* START *

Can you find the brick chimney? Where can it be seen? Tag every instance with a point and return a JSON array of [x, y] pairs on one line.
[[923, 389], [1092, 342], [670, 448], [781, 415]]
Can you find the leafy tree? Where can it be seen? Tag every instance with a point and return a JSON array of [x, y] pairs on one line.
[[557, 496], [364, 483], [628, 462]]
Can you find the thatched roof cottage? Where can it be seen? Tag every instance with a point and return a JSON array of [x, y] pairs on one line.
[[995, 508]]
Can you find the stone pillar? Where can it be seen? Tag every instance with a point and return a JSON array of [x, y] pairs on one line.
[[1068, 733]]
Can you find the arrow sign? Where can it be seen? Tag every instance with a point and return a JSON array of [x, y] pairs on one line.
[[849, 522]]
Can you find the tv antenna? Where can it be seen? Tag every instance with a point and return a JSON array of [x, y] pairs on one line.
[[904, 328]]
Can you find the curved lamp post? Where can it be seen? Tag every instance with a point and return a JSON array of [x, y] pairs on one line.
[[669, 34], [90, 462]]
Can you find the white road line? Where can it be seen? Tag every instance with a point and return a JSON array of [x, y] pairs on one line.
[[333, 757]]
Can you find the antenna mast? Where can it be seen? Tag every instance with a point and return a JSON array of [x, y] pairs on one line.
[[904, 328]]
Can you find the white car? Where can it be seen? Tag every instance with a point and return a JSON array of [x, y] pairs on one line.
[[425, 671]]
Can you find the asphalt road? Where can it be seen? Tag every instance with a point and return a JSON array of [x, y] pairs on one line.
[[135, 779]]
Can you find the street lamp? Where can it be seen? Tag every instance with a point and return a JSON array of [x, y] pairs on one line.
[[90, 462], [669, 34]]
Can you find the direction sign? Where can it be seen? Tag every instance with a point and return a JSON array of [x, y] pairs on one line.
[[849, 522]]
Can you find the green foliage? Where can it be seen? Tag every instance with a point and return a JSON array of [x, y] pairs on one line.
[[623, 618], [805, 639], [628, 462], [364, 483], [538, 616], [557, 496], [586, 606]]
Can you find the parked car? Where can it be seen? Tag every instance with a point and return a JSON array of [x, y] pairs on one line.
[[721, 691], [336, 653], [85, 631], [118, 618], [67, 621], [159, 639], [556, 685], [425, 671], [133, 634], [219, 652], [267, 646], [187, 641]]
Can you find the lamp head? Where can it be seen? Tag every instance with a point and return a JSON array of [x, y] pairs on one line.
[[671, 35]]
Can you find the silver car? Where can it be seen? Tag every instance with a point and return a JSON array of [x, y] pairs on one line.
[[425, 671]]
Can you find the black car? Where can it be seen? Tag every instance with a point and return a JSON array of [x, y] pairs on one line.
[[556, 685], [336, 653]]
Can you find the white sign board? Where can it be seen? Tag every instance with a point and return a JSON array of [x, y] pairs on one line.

* END *

Task brief :: Restate the final lines of the listing above word for word, beginning at the line that contains "Can you find the direction".

The reply ::
Can you find the direction sign? Where can it be seen? Tag every instance with a point and return a JSON array of [x, y] pairs on one line.
[[849, 522]]
Can you find the green foliage? Where can it be seen? Tag every instance with a point and return a JSON array of [x, y] pairs on one line.
[[623, 618], [805, 639], [628, 462], [364, 483], [538, 616], [557, 496], [586, 606]]
Can you find the parked car? Where can it be seen? Tag every instance with a point and return a JSON array of [x, y] pairs on one line.
[[721, 691], [336, 653], [85, 631], [118, 618], [67, 621], [159, 639], [556, 685], [425, 671], [133, 634], [219, 652], [267, 646], [187, 641]]
Can you find the lamp head? Where can it be seen? Tag every instance with a point and return a JSON array of [x, y] pairs on one line.
[[671, 35]]
Can you find the silver car? Where can it be seen? Tag every instance with a point and return a JSON array of [x, y] pairs on one line.
[[425, 671]]
Can you find the black car? Where can it be seen? Tag every instance with a point and return a JSON array of [x, y] pairs on one line.
[[556, 685], [336, 653]]
Can you find the white sign board? Where can it be seen? Tag every instance with a point and return a JSON array of [x, y] pairs on one line.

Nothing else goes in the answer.